** Supplied data follows **
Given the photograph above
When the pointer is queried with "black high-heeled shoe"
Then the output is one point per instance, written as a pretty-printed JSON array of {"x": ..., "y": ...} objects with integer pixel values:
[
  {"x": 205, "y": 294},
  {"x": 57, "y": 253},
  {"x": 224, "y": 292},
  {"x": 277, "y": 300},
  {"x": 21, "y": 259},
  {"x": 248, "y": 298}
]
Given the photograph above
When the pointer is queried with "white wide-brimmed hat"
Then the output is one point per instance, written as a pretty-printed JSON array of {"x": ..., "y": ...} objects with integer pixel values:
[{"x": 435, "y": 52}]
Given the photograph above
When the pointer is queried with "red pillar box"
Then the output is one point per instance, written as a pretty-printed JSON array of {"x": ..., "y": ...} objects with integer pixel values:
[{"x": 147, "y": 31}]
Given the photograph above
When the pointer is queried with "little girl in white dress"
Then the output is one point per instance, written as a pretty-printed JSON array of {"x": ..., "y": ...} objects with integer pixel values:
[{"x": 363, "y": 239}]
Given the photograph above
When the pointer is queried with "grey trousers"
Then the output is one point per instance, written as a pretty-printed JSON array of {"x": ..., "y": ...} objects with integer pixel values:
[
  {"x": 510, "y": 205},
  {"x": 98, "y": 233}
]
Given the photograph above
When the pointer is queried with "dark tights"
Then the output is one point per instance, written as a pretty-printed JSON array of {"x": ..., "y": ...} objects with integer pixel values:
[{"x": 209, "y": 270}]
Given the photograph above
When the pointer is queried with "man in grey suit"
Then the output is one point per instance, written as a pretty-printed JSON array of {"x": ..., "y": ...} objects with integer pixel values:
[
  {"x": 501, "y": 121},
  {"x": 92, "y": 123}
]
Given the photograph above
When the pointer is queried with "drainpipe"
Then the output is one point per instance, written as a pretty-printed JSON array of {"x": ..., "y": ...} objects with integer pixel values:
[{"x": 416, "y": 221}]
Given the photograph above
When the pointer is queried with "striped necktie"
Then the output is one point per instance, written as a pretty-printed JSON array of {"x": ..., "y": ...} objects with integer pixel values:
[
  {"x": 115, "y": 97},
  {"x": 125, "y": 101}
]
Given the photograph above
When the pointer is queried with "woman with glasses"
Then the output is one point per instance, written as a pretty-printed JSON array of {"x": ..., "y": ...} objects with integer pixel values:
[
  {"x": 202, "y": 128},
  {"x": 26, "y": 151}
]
** End of Supplied data **
Starting at the first line, transcribe the material through to the last.

Given the photograph above
When the pointer is queried with "black high-heeled shoe"
Then the output is one point per instance, written as a pretty-printed JSON array of {"x": ..., "y": ...} objects with integer pixel values:
[
  {"x": 205, "y": 294},
  {"x": 57, "y": 253},
  {"x": 224, "y": 292},
  {"x": 277, "y": 300},
  {"x": 21, "y": 259},
  {"x": 248, "y": 298}
]
Given the photograph above
When the pointer is queried with "white wide-brimmed hat"
Then the output is one point per instance, written as a pretty-printed JSON array of {"x": ..., "y": ...} objects with integer pixel values:
[{"x": 435, "y": 52}]
Given the photograph above
When the pointer is queried with "red pillar box"
Then the output is one point per instance, written as a pretty-printed JSON array of {"x": ..., "y": ...} objects with integer pixel values:
[{"x": 147, "y": 31}]
Given the photograph above
When the pointer is queried with "little girl in white dress"
Then the output is one point per instance, written as a pretty-printed JSON array of {"x": ..., "y": ...} objects with integer pixel values:
[{"x": 363, "y": 239}]
Given the photograph above
When the pointer is queried with "grey trousers"
Then the output is one point per instance, written as a pretty-printed JSON array of {"x": ..., "y": ...} objects with integer pixel values:
[
  {"x": 510, "y": 205},
  {"x": 98, "y": 233}
]
Given the photograph above
When the pointer is queried with "dark tights"
Then the output is one point per instance, written as a pretty-printed JSON array of {"x": ..., "y": ...} objects with integer pixel values:
[{"x": 209, "y": 270}]
Given the photograph above
When the pointer is queried with "man in grey suit"
Then the output is one point per instance, written as a pretty-printed JSON array of {"x": ..., "y": ...} objects with integer pixel values:
[
  {"x": 501, "y": 121},
  {"x": 92, "y": 123}
]
Given the photograph above
When the pointer is queried with "drainpipe"
Then the output is one point per instance, written as a pretty-printed JSON array of {"x": ..., "y": ...} objects with integer pixel values:
[{"x": 416, "y": 221}]
Given the photograph above
When the pointer is queried with "striped necktie"
Then the output is one point per instance, written as a pretty-printed JSON array of {"x": ..., "y": ...} objects with integer pixel values:
[
  {"x": 115, "y": 97},
  {"x": 125, "y": 101}
]
Given the photograph above
When the pointer is queried with "woman with glasses"
Then the output is one point per instance, written as a pretty-printed JSON array of {"x": ..., "y": ...} objects with integer pixel values:
[
  {"x": 202, "y": 128},
  {"x": 26, "y": 151}
]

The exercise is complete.